_Problem requirements:_ Scan the data for "skin" and copy the lines it appears in.

_Record set:_
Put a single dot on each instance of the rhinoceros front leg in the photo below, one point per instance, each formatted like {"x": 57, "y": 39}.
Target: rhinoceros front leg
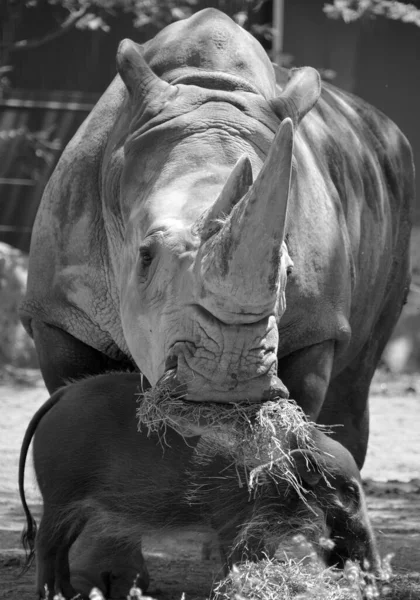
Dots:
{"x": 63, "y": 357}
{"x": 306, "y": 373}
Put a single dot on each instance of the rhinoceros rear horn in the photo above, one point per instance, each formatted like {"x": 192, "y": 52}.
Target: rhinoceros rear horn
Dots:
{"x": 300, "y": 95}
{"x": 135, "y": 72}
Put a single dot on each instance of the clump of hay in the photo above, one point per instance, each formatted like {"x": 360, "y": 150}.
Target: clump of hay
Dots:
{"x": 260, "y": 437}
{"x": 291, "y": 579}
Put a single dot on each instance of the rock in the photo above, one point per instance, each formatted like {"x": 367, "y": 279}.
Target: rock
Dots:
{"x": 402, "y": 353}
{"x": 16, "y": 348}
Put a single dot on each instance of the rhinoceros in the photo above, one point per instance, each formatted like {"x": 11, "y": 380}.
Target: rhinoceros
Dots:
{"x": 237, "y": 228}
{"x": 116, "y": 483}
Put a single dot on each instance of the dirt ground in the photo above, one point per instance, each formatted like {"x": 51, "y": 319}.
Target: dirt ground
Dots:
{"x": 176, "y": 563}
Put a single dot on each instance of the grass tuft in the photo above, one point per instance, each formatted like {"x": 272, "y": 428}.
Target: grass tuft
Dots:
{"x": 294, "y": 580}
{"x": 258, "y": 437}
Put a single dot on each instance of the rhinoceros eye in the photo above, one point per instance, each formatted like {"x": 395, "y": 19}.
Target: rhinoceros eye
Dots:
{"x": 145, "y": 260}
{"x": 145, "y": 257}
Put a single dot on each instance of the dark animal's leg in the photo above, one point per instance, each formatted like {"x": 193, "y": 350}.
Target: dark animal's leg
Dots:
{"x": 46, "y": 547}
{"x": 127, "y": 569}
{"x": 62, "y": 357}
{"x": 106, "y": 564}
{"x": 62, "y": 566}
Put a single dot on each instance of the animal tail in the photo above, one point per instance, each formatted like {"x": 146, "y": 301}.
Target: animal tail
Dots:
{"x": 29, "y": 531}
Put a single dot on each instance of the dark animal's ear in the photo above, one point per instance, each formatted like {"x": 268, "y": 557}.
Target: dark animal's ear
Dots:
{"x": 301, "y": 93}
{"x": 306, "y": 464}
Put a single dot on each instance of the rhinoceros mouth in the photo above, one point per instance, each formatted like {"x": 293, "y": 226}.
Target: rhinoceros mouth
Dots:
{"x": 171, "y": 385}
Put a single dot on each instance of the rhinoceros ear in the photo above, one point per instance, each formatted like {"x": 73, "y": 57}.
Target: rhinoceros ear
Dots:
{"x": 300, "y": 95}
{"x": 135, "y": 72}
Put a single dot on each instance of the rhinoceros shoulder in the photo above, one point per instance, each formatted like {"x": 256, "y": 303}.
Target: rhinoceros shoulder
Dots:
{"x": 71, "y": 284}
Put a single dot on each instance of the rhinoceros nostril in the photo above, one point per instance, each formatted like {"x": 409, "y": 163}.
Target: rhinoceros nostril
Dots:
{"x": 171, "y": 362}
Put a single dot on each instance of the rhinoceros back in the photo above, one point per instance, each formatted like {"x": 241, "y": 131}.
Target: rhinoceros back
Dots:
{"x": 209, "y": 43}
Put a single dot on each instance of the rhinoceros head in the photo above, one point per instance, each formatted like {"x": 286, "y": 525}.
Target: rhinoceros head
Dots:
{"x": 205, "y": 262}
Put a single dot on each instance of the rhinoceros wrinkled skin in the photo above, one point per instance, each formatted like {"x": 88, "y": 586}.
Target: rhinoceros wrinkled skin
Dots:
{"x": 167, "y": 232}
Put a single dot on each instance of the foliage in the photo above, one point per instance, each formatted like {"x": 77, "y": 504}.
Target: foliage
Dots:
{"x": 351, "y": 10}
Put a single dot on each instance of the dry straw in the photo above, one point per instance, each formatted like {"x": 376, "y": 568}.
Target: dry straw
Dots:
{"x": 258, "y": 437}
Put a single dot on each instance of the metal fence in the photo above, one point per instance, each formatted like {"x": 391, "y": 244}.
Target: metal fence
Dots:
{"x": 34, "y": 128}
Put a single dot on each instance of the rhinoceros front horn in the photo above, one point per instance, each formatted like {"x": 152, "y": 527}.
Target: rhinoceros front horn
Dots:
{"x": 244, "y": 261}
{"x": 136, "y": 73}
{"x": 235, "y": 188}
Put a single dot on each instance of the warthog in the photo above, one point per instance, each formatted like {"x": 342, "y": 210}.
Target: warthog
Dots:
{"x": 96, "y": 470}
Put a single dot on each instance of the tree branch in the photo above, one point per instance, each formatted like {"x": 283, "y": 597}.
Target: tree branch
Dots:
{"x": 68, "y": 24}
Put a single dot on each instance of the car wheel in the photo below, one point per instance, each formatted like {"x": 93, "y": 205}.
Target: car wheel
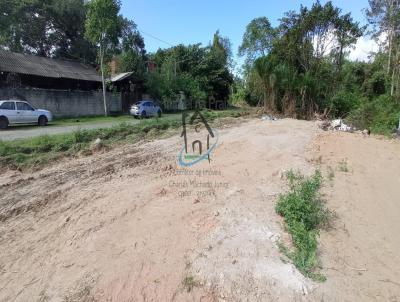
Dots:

_Task answer:_
Put a single dot on each instance of the rhinoceros wrinkled skin in the photo above, one point per instance, each formatted like {"x": 88, "y": 586}.
Target: rhinoceros wrinkled skin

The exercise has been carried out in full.